DIRECTIONS
A. Answer these questions from the text on age checks for asylum seekers:
(i) Which two countries does the text name as using age verification like x-rays?
(ii) Which three imaging methods will the Government reforms use?
(iii) Which kinds of expertise will the new Scientific Advisory Committee include?
B. Extend the statement on age checks for asylum seekers with a few sentences that carry on after its last sentence.

TEXT SHOWN
=-=-=-=-=

I know that France and Germany and many other European countries use age verification like x-rays, and I am keen to see that happen here as part of the tools in dealing with illegal immigration.
To that end, I welcome that Government reforms will bring the UK's age checking policy in line with those other countries, including through the use of X-rays, CT scans and MRI imaging.
A new Scientific Advisory Committee has been established to provide advice on ways of checking how old an asylum seeker is. The committee, which will comprise a range of expertise (including medical practitioners, academics, scientists and social workers), will look at a range of scientific methods for estimating age. This will also involve consideration of accuracy and reliability, as well as ethical and medical issues.

=-=-=-=-=

Items from a dataset:
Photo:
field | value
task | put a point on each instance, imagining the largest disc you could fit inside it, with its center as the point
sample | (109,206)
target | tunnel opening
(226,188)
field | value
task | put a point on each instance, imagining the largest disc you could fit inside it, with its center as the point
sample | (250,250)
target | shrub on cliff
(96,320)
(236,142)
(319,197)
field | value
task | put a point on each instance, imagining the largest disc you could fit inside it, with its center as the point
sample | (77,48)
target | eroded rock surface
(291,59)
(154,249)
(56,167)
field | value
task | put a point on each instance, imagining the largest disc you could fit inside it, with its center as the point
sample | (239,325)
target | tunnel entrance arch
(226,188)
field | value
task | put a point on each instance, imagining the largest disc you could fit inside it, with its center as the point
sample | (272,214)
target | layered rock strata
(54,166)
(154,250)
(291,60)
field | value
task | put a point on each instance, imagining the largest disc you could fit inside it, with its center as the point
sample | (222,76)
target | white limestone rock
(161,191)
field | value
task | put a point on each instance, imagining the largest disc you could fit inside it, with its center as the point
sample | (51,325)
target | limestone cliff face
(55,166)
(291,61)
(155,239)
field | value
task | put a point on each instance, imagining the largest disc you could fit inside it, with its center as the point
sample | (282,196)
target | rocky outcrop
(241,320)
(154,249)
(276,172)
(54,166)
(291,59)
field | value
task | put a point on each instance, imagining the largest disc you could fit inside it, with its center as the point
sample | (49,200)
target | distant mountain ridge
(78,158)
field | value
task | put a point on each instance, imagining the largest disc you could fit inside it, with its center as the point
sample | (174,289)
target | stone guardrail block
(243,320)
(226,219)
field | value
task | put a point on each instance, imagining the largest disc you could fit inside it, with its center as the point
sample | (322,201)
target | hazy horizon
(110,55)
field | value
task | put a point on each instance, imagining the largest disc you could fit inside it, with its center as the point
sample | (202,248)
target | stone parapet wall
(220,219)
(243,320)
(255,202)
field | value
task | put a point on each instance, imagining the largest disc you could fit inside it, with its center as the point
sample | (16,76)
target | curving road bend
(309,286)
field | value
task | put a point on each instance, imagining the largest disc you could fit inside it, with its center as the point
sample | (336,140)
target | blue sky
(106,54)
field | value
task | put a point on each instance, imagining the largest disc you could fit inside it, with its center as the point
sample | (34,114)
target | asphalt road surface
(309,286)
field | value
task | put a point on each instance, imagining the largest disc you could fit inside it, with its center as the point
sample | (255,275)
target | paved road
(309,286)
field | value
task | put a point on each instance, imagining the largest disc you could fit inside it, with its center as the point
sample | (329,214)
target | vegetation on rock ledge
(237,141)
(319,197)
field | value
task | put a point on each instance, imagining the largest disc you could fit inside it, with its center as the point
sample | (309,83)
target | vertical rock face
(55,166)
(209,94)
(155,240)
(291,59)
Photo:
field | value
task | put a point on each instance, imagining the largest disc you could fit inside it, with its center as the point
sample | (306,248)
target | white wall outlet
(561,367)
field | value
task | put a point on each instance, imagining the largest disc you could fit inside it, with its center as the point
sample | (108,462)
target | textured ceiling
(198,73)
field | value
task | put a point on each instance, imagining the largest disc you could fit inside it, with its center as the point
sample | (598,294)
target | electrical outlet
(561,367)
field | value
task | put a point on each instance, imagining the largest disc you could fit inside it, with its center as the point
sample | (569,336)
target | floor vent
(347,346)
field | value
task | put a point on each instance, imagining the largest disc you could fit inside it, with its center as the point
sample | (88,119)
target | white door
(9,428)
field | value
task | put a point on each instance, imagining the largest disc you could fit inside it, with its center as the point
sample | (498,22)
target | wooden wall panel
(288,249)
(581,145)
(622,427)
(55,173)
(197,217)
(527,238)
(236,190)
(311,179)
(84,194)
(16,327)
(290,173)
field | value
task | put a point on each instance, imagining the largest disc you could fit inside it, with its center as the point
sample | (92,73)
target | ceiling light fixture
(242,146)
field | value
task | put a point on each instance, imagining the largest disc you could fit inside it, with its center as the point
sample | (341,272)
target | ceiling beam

=-=-=-=-=

ANSWERS TO THE TASKS
A.
(i) France and Germany
(ii) X-rays, CT scans and MRI imaging
(iii) Medical practitioners, academics, scientists and social workers

B.
I do recognise that it is an important, difficult but complex problem to resolve. I have written to Ministers about this topic, including the Home Office regarding international aid and how this could be more closely aligned to inward migration levels and targeted at infrastructure development in countries such as Eritrea and Albania, to reduce the chances for vulnerable individuals to make the difficult journey to the UK, and will listen to forthcoming debates with a view that progress needs to be made, and the desire to make an informed contribution.
There is an obvious difference between organisations like the RNLI and people smugglers who exploit the most vulnerable people. Organisations and individuals who rescue those in distress in the sea will be able to continue to do so under and amendment within the Act to protect those who act to save lives at sea.
This has never been about Border Force or the RNLI escorting boats across the Channel. Once an unseaworthy small boat is in the sea, the priority is to save lives; this is something I agree with and will not apologise for. The Channel is one of the busiest shipping lanes in the world and those on board the small boats are not wearing suitable life jackets despite the rough waters. It is important not to forget that these people are desperate and will put their own lives and those of their children at risk rather than go back to France.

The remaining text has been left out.